> _Natural language region descriptions_
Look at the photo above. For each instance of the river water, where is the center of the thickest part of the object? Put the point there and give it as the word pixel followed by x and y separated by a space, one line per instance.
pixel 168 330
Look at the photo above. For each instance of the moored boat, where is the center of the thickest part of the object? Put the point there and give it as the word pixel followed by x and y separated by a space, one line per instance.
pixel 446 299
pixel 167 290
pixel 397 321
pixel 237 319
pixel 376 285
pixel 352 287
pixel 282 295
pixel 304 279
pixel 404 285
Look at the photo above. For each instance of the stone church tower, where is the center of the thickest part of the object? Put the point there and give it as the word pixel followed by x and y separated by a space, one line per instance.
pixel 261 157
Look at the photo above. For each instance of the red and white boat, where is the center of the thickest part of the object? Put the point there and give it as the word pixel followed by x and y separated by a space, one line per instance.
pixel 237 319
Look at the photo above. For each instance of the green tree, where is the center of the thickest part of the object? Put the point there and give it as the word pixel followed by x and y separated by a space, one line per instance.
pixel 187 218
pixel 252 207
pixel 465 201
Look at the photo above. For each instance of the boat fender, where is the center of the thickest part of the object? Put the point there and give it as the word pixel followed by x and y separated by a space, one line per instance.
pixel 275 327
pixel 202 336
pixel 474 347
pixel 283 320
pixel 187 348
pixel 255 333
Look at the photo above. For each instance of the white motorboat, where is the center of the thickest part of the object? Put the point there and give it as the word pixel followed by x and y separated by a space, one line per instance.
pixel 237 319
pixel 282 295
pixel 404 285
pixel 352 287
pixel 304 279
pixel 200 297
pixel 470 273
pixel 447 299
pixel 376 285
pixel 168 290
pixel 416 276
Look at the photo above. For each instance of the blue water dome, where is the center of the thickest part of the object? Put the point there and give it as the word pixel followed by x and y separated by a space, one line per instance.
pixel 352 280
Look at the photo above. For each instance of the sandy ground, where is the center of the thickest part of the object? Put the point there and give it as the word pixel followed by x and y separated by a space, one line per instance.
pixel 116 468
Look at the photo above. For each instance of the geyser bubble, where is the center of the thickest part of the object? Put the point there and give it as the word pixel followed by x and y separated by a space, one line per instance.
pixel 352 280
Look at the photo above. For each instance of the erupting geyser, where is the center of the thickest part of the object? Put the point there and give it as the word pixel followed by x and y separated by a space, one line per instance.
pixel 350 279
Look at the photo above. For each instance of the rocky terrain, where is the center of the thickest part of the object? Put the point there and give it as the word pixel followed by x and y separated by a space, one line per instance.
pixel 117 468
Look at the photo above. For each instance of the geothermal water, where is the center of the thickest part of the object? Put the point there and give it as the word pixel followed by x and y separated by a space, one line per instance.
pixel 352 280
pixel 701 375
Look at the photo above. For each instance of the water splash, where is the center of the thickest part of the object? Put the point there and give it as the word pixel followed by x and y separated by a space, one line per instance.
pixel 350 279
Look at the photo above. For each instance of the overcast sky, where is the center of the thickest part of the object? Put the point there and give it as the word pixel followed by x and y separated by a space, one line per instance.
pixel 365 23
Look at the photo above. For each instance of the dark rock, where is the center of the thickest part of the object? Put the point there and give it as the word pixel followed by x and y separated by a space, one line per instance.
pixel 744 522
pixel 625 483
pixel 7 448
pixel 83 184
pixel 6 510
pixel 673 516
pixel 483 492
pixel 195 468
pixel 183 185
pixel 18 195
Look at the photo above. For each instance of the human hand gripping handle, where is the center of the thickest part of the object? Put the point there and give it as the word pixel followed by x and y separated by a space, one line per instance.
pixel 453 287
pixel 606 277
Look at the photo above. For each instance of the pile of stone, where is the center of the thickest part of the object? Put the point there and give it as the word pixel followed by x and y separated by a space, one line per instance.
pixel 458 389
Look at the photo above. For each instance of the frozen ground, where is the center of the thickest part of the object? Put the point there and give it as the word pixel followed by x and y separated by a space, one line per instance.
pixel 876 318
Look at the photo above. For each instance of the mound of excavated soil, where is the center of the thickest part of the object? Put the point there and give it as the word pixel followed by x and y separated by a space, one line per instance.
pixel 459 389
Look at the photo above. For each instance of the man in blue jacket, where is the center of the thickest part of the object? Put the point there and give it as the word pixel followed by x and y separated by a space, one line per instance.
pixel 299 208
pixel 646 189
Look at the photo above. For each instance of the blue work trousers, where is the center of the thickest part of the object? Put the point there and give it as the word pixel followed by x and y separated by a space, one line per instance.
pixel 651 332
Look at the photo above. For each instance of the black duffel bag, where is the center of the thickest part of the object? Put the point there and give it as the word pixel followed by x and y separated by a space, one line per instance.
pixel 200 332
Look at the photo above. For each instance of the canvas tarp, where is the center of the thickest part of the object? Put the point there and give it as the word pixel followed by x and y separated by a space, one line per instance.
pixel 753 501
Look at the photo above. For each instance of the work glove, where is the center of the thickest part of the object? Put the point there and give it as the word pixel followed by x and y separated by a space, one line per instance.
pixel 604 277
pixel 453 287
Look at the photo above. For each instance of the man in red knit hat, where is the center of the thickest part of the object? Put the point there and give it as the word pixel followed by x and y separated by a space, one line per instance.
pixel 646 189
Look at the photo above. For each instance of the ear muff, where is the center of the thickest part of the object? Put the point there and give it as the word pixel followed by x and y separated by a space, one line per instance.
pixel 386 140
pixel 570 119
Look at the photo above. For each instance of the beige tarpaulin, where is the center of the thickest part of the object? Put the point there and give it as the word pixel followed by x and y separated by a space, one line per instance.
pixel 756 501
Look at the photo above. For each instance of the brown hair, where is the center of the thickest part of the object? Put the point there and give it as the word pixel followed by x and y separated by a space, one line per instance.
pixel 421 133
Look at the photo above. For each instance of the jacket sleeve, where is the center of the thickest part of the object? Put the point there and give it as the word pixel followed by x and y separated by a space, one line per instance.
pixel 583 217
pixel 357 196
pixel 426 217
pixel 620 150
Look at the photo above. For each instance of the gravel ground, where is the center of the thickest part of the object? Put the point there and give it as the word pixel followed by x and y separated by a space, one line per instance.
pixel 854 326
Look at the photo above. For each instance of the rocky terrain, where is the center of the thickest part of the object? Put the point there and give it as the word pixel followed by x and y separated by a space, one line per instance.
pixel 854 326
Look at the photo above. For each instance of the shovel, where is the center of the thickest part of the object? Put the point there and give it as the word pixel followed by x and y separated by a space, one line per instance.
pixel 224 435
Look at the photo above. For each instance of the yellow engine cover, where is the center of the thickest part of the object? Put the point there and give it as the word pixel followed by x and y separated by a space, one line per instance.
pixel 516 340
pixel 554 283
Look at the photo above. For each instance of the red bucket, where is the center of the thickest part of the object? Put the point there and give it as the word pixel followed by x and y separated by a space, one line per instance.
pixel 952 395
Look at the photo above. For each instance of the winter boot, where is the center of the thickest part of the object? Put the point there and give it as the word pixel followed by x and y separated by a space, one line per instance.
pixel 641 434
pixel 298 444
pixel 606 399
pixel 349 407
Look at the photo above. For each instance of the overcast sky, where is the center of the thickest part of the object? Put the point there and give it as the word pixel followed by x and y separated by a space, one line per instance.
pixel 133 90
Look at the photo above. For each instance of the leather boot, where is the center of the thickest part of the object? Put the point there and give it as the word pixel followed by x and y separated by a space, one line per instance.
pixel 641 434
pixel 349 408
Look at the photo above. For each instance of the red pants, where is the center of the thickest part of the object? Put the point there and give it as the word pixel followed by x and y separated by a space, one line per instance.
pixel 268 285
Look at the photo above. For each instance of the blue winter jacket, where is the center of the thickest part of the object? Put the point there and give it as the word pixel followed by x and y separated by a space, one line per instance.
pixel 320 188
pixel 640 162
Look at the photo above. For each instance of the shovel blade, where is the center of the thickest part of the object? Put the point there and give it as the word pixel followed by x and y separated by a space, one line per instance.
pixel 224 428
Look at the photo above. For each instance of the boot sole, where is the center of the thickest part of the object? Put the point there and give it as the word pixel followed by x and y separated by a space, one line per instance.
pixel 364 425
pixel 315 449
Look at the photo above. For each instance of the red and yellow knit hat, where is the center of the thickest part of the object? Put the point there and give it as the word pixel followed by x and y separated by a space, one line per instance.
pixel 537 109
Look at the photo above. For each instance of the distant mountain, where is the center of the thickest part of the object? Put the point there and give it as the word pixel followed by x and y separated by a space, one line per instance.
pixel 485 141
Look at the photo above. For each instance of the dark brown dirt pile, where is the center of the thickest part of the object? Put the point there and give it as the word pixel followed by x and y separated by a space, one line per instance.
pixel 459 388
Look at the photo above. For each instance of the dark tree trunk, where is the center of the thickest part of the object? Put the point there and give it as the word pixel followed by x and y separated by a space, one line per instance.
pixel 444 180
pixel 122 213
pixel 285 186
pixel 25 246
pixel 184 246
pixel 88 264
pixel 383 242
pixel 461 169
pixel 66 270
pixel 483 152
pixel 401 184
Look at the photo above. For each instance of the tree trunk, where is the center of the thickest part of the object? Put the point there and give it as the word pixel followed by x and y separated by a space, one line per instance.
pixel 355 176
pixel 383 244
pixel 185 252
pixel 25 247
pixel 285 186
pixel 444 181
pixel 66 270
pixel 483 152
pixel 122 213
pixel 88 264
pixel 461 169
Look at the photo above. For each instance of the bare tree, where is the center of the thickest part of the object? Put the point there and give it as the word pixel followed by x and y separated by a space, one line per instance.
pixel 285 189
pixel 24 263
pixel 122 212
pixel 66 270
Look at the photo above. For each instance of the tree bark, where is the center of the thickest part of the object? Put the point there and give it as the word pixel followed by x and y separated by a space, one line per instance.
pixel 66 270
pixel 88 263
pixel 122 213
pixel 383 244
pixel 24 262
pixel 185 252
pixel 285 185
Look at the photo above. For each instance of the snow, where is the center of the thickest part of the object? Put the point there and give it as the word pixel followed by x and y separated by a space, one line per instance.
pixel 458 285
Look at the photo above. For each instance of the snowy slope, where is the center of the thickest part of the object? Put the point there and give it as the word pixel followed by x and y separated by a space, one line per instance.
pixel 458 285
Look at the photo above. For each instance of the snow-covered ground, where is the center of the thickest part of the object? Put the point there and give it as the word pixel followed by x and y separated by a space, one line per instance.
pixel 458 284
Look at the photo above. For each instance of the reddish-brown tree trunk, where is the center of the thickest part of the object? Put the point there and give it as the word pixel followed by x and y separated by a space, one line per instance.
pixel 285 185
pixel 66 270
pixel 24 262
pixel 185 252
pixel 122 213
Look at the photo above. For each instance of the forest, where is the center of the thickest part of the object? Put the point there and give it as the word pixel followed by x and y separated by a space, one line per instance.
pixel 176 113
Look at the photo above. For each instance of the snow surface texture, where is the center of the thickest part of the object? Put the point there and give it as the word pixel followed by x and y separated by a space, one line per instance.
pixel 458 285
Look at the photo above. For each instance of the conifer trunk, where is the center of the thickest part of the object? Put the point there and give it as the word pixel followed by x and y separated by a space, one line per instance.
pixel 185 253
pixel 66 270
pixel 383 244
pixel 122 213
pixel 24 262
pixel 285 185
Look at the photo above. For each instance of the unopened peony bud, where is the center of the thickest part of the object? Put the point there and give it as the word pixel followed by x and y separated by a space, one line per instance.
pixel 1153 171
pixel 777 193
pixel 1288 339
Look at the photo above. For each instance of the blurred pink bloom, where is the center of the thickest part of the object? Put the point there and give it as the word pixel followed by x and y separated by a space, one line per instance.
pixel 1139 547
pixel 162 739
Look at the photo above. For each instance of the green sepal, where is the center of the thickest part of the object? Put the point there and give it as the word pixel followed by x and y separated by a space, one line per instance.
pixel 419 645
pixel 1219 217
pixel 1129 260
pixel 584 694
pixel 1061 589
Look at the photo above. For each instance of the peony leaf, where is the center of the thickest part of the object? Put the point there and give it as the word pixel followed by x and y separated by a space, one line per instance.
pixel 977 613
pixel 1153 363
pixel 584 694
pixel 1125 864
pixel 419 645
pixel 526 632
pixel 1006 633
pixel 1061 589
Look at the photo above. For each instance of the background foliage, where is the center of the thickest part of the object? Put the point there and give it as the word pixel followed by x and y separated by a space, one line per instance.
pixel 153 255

> _WORK REQUIRED_
Output, exactly and with nothing else, the lines from the line containing "green sepal, where" to the end of the entries.

> _COMPLETED TASK_
Look at the photo above. For each instance of the green sepal, where is the center of the thickest part of the object? Put the point there and give it as the word pixel followed by x and y separated by a space, one line per instance.
pixel 419 645
pixel 1219 217
pixel 1129 260
pixel 584 694
pixel 1061 589
Look at the photo above. For each instance of the peony leaf, where is the center of the thickest part of the object? Put the point there and give it as the word pixel followed by x and y separated by a space, one line per instance.
pixel 977 613
pixel 1153 363
pixel 584 694
pixel 1125 864
pixel 419 645
pixel 526 632
pixel 1006 633
pixel 1061 589
Look at the photo above. For each instance of the background foliage, where is the center of the thickest part of the object? Put the point there and give it as the word pixel followed by x and y separated by a space, one line per instance.
pixel 153 255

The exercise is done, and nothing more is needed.